Task instructions:
Every entry below, first to last, should be restated word for word.

Region pointing data
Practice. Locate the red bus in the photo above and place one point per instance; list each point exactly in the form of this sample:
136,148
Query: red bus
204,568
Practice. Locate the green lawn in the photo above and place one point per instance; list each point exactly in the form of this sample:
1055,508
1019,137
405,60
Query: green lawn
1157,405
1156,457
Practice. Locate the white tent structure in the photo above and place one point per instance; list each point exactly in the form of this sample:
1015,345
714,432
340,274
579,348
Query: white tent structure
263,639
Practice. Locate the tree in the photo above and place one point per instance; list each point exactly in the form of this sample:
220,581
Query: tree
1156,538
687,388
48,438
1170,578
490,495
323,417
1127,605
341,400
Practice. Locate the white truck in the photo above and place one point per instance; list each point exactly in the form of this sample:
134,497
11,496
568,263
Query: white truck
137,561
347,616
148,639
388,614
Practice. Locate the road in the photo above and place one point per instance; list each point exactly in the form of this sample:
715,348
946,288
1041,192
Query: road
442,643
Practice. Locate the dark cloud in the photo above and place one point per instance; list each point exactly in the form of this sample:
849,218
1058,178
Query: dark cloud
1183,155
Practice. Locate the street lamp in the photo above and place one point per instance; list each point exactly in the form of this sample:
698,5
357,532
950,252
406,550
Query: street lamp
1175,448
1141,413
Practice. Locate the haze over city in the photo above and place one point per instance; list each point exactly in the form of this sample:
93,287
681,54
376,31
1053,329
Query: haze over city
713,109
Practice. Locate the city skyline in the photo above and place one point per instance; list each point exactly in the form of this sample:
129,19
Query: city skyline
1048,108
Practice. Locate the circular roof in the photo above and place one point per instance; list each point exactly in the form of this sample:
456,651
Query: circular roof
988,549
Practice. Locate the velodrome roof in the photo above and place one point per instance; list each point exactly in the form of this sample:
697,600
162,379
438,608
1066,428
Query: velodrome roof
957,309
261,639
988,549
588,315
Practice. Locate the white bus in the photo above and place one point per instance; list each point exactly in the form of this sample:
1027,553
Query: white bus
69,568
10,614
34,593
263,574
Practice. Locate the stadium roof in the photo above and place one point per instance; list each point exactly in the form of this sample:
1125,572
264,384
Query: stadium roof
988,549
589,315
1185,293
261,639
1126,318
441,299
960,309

Your solution:
Practice. Locate the red bus in the photo above and place one point per instance; list each point exactly in the form of this sample:
136,148
Query: red bus
204,568
Practice. Locate the green lawn in the photo above and place one point per instance; list each point exactly in the form of this sample:
1055,508
1019,137
405,60
Query: green lawn
1157,405
1156,457
Practice. Locate the white tent structure in the photo above and place one point per instance; list each point exactly in the form of this sample:
1015,345
714,432
340,274
579,348
Query: white tent structure
263,639
Practice. Locate the tree in the photo above and place one point per instance; list each point exactly in the form of this sample:
220,581
Query: tree
1156,538
687,388
48,438
1170,578
490,495
323,417
1127,605
341,400
Practice. Locate the white truck in the photo above and place one point per instance; list each point exactly in the form of this sample:
134,497
11,496
568,263
Query: white truck
137,561
347,616
148,639
388,614
Practice. Locate the road in the photo above and place one point per instance; list each point exactly in the form of this sample:
715,348
946,288
1041,192
Query: road
442,643
Practice. Locate the dark cloud in the photo above and place one point per instance; list each point exactly in the form of this sample:
849,218
1058,178
Query: dark cloud
1183,155
Practice. Locate the street lamp in the photo above and place one point per instance; list each point exactly in the form of this sample:
698,5
357,532
950,252
406,550
Query: street lamp
1175,448
1141,413
Practice. Locate the haze over city in the photo above and place one point per instance; list each point exactly in the form of this sample:
93,287
681,54
376,31
1053,329
Query: haze over city
713,109
Practice. Locate the city skyline in the photo above and place one point per instance; list each point exactly in the form of this sample:
129,19
Query: city skyline
1048,108
Practice. Locate the circular roof in the photo above and place one point per instance; list each point exactly in the form of this sample:
456,651
Query: circular roof
988,549
Practice. Locate the velodrome roof in the photo above and place one point per instance; list each point exactly in the form of this sample:
697,600
162,379
438,608
1066,428
Query: velodrome roof
957,309
261,639
988,549
588,315
Practice. Locate the white bus in the photo above and place one point per instance; list each point exactly in the form of this sample:
1027,553
Query: white bus
69,568
10,614
34,593
263,574
Practice. Locate the stadium roof in the photo above and place one point per instance; list each point exactly in the form of this sample:
1125,572
264,384
Query: stadium roof
988,549
589,315
1185,293
261,639
1126,318
441,299
960,309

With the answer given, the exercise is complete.